You are viewing a plain text version of this content. The canonical link for it is here.
Posted to issues@spark.apache.org by "Michael Armbrust (JIRA)" <ji...@apache.org> on 2015/09/15 23:24:46 UTC

[jira] [Resolved] (SPARK-5060) Spark driver main thread hanging after SQL insert in Parquet file

     [ https://issues.apache.org/jira/browse/SPARK-5060?page=com.atlassian.jira.plugin.system.issuetabpanels:all-tabpanel ]

Michael Armbrust resolved SPARK-5060.
-------------------------------------
    Resolution: Cannot Reproduce

This code has changed a lot in Spark 1.5, so I'm going to close this ticket.  Please reopen if you can still reproduce.

> Spark driver main thread hanging after SQL insert in Parquet file
> -----------------------------------------------------------------
>
>                 Key: SPARK-5060
>                 URL: https://issues.apache.org/jira/browse/SPARK-5060
>             Project: Spark
>          Issue Type: Bug
>          Components: SQL
>            Reporter: Alex Baretta
>
> Here's what the console shows:
> 15/01/01 01:12:29 INFO scheduler.TaskSchedulerImpl: Removed TaskSet 58.0, whose tasks have all completed, from pool
> 15/01/01 01:12:29 INFO scheduler.DAGScheduler: Stage 58 (runJob at ParquetTableOperations.scala:326) finished in 5493.549 s
> 15/01/01 01:12:29 INFO scheduler.DAGScheduler: Job 41 finished: runJob at ParquetTableOperations.scala:326, took 5493.747061 s
> It is now 01:40:03, so the driver has been hanging for the last 28 minutes. The web UI on the other hand shows that all tasks completed successfully, and the output directory has been populated--although the _SUCCESS file is missing.

- **Provided data**
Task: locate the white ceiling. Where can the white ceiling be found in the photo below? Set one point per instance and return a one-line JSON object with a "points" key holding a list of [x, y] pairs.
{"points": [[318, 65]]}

- **Set tasks**
(1) Translate this sentence from the SPARK-5060 ticket into Spanish: "This code has changed a lot in Spark 1.5, so I'm going to close this ticket."
(2) Pick up the SPARK-5060 ticket after its last sentence and keep writing in the reporter's voice.

- **Answers to the tasks**
(1) Este código ha cambiado mucho en Spark 1.5, así que voy a cerrar este ticket.

(2)
> It is worth noting that my code started this job as its own thread. The actual code looks like the following snippet, modulo some simplifications.
>   def save_to_parquet(allowExisting : Boolean = false) = {
>     val threads = tables.map(table => {
>       val thread = new Thread {
>         override def run {
>           table.insertInto(t.table_name)
>         }
>       }
>       thread.start
>       thread
>     })
>     threads.foreach(_.join)
>   }
> As far as I can see the insertInto call never returns.
> The version of Spark I'm using is built from master, off of this commit:
> commit 815de54002f9c1cfedc398e95896fa207b4a5305
> Author: YanTangZhai <ha...@tencent.com>
> Date:   Mon Dec 29 11:30:54 2014 -0800
>     [SPARK-4946] [CORE] Using AkkaUtils.askWithReply in MapOutputTracker.askTracker to reduce the chance of the communicating problem



--
This message was sent by Atlassian JIRA
(v6.3.4#6332)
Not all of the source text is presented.